> **EXTRACTED TEXT**:
Bracero Program

To ensure that U.S. farmers had sufficient labor, the U.S. State Department and the Mexican Foreign Affairs Department signed a bilateral agreement to create the Bracero Program in August 1942. Preceded by the similar Emergency Farm Labor Program, it aimed to supply landowners with laborers so they could meet increased wartime demand for their crops. Under the terms of the agreement, workers were contracted for a period of no more than ninety days, and they could reenlist in the program each year. The program was administered by the Farm Security Administration (FSA) and hiring agents in cities such as Tijuana, Guadalajara, Chihuahua, Monterrey, and Mexico City. The majority of braceros worked in the West—primarily California, Oregon, Washington, Arizona, Texas, and New Mexico—but Southern cotton and rice farmers in Arkansas and Mississippi also hired farm workers through the program.

Between 1942 and 1964, farmers in the Arkansas Delta were eager to participate in the Bracero Program, which provided a steady supply of inexpensive, temporary laborers. Population in the Arkansas Delta declined dramatically during this period—from 704,608 in 1940 to 620,578 in 1960—when young people entered the military or moved to cities to work in defense industries. As a result, remaining Delta farm workers were left in a more favorable position for negotiating the terms of their services. However, growers petitioned the government for cheap labor, and until the program’s conclusion in 1964, Mexican braceros could be contracted for between thirty and fifty cents an hour in Arkansas, one of the lowest hourly rates in the country.

In 1948, the Mexican government expressed concerns about sending workers to Arkansas and Mississippi, citing those states’ checkered records with regard to racial discrimination. Historian Nan Woodruff has argued that braceros had little recourse for low wages and poor working conditions in the state, since they could be easily deported. The influx of temporary Mexican laborers displaced African-American workers, who were advised to move farther north. The Bracero Program was opposed by H. L. Mitchell and the Southern Tenant Farmers’ Union, but they were unable to prevent its implementation in Arkansas.

The majority of braceros who came to Arkansas were from agricultural regions of northern Mexico. Economic conditions were poor in Mexico following the Mexican Revolution and the economic depression of the 1930s. Policies of President Lázaro Cárdenas’s administration led Mexicans to migrate from farms to urban areas in search of work. Arkansans had previously employed small numbers of Mexican migrant laborers during World War I and again in the 1920s in agriculture and mining, such as in Bauxite (Saline County). The larger-scale Bracero Program was designed to guarantee more protections for Mexican workers, including ninety-day contracts, housing, food, and medical care.

> **DATASET EXCERPTS**:
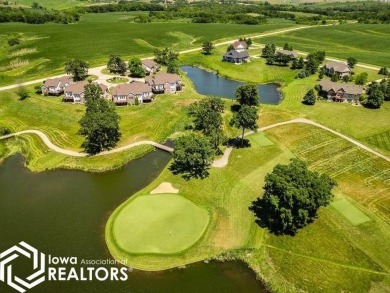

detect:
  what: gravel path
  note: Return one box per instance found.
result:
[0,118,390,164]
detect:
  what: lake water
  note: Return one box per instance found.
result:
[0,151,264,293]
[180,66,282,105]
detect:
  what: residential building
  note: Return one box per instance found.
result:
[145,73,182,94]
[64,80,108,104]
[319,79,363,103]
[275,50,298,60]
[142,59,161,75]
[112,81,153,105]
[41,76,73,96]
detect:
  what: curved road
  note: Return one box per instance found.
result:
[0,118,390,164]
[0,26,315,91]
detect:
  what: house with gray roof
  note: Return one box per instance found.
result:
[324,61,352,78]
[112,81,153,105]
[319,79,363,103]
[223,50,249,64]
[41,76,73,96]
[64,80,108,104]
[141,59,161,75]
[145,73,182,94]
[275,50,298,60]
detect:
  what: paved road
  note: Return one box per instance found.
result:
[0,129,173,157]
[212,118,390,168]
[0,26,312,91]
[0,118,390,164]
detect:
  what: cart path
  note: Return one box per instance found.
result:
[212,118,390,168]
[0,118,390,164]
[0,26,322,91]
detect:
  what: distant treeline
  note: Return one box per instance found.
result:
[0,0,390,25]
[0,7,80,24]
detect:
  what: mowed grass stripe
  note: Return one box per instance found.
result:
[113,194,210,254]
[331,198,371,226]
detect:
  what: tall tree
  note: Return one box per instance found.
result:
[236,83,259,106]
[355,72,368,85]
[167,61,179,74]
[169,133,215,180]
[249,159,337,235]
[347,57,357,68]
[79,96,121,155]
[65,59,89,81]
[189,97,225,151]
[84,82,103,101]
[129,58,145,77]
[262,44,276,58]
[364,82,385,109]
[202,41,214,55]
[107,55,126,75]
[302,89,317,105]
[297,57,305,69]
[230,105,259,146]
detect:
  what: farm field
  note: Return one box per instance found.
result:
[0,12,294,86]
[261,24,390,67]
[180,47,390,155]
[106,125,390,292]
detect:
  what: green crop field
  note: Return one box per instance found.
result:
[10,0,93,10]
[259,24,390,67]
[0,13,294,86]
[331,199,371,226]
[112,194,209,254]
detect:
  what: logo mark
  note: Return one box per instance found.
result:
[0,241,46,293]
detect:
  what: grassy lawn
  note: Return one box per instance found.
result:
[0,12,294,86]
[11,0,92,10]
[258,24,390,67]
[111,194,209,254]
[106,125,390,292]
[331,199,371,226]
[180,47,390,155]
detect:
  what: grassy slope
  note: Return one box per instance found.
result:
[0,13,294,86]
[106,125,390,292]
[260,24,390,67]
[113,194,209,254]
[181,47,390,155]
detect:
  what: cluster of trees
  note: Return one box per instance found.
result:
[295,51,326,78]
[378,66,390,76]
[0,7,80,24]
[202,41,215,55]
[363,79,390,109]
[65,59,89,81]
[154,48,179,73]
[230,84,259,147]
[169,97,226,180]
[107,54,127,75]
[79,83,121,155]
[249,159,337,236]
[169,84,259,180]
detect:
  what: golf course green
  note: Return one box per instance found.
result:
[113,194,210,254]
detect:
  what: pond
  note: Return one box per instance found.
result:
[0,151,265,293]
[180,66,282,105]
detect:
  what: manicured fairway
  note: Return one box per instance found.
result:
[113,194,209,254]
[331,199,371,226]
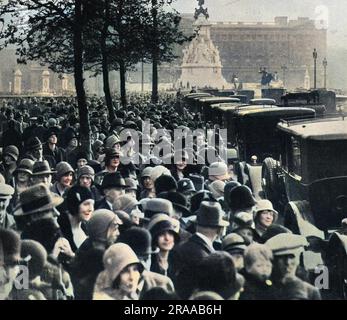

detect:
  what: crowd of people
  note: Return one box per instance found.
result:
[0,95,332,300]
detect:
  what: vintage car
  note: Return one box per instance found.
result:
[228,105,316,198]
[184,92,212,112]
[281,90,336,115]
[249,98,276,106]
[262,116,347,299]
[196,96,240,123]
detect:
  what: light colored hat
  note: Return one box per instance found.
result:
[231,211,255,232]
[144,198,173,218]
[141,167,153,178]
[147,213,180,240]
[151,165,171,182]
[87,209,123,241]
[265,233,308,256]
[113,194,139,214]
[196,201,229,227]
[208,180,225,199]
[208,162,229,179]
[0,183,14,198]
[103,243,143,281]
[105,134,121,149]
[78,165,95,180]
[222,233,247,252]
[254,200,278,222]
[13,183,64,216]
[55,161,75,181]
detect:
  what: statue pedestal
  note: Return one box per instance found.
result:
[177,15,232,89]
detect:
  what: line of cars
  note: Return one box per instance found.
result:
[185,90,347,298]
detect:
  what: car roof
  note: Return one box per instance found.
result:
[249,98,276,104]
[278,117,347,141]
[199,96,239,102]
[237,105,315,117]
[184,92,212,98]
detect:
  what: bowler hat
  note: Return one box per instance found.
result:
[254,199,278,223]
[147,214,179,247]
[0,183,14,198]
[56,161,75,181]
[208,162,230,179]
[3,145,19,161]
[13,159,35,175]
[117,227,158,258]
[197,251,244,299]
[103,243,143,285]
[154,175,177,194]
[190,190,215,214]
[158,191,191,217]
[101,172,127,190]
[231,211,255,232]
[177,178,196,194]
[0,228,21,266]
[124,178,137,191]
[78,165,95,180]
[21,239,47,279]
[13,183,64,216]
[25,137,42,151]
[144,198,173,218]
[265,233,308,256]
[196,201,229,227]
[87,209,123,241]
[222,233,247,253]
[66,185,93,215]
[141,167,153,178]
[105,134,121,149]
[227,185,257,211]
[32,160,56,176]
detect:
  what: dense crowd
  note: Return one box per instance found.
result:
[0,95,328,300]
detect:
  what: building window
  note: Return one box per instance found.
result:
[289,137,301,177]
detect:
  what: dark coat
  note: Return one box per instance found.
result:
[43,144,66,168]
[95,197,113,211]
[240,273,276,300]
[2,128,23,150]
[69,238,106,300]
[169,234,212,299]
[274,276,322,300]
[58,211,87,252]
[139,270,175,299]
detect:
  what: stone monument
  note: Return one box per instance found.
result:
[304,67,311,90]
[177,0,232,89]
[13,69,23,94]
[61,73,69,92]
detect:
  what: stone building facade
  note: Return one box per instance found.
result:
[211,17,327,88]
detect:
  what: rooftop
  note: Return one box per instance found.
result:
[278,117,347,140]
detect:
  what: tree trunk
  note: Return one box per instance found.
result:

> **YOUR ASSIGNMENT**:
Write the next part of the text on the Bracero Program in Arkansas, starting after its last sentence. The records were taken from a different source than the text.

> **ANSWER AREA**:
Mexican men who participated in the Bracero Program traveled to border cities, where they presented their credentials, signed labor contracts, and underwent a medical examination. Following the exam, laborers were subjected to “disinfection,” when they were sprayed with the pesticide DDT in the early years of the program. In Arkansas, they lived in barracks, often times converted outbuildings. Most farms employed a crew leader as an intermediary to direct bracero laborers, but few farmers or crew leaders spoke Spanish, and communication was difficult. Esteban Saldaña remembered that the cost of meals in the dining hall, $12 a week, was deducted from his paycheck, and in 1952, he led fellow braceros in a strike to protest this practice. The Mexican workers also demanded a raise of ten cents per hour. In retaliation, his employer terminated his contract and sent him back to Mexico. In order to improve conditions for Mexican laborers, Hector and Genie Zavaleta, working through the National Council of Churches, opened a migrant center in Newport (Jackson County) in 1958. This organization also worked with braceros in Helena (Phillips County), translating and serving as intermediaries with local law enforcement officials and employers.

Socially, Mexican workers had some interaction with Arkansans. On weekends, groups of braceros traveled to nearby towns, where they purchased clothing (particularly in the fall, since many were unprepared for cool weather) and sent money home. The language barrier, coupled with tension resulting from competition for employment, kept braceros from establishing close relationships with local whites and African Americans. Oral histories indicate that Mexican laborers were surprised by the Jim Crow system they encountered in the South.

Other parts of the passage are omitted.